(Coordinate annotation entries)
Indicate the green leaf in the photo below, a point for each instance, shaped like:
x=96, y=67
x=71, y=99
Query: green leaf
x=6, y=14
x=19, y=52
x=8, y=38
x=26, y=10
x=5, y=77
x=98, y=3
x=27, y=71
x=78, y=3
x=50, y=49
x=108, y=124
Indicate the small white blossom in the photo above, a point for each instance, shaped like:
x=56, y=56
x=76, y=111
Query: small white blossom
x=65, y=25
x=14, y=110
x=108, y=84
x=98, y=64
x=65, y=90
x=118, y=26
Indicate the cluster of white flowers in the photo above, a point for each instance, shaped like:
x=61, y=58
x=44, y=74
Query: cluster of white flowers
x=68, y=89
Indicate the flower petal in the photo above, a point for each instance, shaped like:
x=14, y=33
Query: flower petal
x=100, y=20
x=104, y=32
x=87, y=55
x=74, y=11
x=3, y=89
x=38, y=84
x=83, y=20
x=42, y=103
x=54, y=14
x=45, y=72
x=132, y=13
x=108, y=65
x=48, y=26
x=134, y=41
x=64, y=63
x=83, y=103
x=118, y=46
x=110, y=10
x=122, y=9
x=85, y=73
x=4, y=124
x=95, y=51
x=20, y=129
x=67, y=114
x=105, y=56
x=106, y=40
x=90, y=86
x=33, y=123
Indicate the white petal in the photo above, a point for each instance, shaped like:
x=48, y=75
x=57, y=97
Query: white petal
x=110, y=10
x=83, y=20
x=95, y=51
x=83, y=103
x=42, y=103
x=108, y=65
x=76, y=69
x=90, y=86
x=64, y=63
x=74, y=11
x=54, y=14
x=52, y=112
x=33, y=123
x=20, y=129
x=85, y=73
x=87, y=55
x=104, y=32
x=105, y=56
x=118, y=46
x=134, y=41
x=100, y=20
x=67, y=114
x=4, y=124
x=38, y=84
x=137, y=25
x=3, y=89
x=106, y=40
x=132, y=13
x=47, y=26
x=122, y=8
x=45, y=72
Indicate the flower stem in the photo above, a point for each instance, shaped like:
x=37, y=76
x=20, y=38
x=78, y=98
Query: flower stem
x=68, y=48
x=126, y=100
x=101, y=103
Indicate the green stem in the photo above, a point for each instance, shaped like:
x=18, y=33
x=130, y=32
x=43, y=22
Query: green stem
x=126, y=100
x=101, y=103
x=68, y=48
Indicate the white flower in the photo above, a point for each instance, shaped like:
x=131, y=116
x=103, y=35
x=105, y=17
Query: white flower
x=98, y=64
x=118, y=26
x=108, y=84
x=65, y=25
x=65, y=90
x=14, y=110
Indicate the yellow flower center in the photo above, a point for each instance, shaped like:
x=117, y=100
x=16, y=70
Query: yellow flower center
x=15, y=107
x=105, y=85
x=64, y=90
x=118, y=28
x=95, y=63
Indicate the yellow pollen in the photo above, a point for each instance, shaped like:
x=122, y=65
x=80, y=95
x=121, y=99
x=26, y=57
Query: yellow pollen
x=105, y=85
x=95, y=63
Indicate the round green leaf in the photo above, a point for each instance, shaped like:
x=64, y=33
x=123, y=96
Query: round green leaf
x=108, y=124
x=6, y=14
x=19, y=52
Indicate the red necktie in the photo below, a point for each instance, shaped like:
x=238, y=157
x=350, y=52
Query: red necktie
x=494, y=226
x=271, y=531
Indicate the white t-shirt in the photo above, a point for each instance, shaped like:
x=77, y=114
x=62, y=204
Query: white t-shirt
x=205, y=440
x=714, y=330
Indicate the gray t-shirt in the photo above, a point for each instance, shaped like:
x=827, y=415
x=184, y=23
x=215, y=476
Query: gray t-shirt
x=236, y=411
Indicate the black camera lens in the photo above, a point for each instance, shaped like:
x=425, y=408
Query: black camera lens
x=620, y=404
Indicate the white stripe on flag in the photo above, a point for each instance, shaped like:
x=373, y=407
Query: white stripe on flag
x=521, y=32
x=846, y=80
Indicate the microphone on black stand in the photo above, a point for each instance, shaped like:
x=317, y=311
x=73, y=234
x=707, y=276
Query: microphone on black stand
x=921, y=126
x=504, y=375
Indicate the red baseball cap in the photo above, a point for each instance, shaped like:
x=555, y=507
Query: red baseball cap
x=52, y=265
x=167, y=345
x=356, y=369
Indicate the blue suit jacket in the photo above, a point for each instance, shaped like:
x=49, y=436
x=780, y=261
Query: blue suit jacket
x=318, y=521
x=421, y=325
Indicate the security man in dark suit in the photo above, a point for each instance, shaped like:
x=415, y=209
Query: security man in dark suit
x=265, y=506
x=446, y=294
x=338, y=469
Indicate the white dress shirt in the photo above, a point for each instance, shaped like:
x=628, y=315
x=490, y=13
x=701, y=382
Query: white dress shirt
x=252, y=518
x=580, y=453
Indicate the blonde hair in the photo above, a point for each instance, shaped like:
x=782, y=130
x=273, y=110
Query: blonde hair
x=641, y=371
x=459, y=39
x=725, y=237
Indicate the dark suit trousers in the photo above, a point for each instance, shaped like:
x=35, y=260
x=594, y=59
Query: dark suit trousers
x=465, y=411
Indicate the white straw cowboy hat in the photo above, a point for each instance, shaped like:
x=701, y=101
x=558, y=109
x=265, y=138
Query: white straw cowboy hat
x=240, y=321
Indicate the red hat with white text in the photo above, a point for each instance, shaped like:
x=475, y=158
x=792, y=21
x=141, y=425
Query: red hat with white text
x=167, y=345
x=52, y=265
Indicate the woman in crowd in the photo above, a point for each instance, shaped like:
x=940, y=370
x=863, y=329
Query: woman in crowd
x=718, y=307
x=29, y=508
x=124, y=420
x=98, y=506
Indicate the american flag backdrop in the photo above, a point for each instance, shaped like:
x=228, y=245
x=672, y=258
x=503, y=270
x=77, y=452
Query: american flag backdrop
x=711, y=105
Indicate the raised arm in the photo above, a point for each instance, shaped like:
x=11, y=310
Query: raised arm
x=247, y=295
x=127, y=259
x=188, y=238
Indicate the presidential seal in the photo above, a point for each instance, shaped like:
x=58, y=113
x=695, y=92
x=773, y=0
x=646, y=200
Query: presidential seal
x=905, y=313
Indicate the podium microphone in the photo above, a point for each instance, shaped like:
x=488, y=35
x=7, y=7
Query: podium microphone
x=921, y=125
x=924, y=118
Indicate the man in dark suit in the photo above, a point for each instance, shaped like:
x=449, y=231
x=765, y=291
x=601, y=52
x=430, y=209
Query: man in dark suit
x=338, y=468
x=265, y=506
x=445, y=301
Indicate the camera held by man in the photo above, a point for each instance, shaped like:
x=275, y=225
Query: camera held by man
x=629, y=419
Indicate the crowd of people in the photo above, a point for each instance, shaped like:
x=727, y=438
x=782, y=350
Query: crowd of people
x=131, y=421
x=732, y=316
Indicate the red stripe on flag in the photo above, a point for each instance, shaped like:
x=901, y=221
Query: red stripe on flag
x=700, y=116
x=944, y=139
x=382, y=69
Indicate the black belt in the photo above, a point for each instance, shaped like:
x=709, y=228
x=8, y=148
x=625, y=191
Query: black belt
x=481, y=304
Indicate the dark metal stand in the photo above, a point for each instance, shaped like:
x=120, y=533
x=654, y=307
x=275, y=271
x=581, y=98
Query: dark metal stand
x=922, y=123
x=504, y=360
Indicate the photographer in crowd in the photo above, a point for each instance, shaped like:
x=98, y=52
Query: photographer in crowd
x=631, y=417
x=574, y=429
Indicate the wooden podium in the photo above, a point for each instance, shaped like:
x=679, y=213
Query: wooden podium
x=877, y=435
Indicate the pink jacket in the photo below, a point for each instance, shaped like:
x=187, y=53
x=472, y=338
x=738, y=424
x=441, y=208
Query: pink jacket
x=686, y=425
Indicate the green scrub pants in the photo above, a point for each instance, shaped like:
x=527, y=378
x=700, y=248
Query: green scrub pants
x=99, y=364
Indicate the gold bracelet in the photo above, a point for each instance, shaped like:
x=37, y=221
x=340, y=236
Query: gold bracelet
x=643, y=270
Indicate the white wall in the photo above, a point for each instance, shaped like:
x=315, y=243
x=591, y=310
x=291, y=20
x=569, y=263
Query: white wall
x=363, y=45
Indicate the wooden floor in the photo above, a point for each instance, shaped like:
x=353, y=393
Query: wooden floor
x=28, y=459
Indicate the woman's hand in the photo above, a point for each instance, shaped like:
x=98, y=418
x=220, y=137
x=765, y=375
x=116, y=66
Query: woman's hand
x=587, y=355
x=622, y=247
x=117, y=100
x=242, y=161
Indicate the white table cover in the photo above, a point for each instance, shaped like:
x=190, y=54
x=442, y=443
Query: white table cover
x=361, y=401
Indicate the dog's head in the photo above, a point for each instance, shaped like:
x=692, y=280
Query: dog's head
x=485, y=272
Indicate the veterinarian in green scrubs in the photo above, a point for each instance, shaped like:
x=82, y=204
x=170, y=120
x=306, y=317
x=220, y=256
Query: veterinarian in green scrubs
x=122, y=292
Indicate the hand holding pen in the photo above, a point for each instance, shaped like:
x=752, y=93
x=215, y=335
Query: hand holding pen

WHAT IS EXPECTED: Exactly and only the lines from the one containing "Indicate the green scrub" through the end of the material are to be reproduced, both ends included.

TASK RESULT:
Indicate the green scrub pants in the photo above, a point for each instance, shaped like:
x=527, y=378
x=700, y=248
Query: green scrub pants
x=99, y=364
Indicate the gold bracelet in the photo above, a point for each instance, shaped like:
x=37, y=221
x=340, y=236
Query: gold bracelet
x=643, y=270
Indicate the white wall in the photo above, a point for each instance, shaped like:
x=315, y=243
x=591, y=310
x=291, y=20
x=569, y=263
Query: white wall
x=363, y=45
Indicate the wooden floor in the photo above, a point for each instance, shaped like:
x=353, y=393
Query: wooden floor
x=28, y=459
Indicate the woman's hand in the photo above, a point for each instance, shaped like:
x=98, y=418
x=220, y=137
x=765, y=375
x=116, y=66
Query: woman's hand
x=587, y=355
x=622, y=247
x=117, y=100
x=242, y=161
Indicate the white table cover in the photo above, a point for each instance, shaped like:
x=190, y=54
x=442, y=443
Query: white table cover
x=361, y=401
Indicate the dog's head in the photo above, a point for each instance, shaped like:
x=692, y=280
Query: dog's head
x=485, y=272
Indicate the veterinarian in green scrubs in the photo above, a point for each instance, shaped like:
x=82, y=204
x=170, y=120
x=306, y=317
x=220, y=256
Query: veterinarian in green scrubs
x=122, y=292
Indicate the hand holding pen in the photo above, a point for each instance, shaped like:
x=752, y=93
x=215, y=335
Query: hand holding pen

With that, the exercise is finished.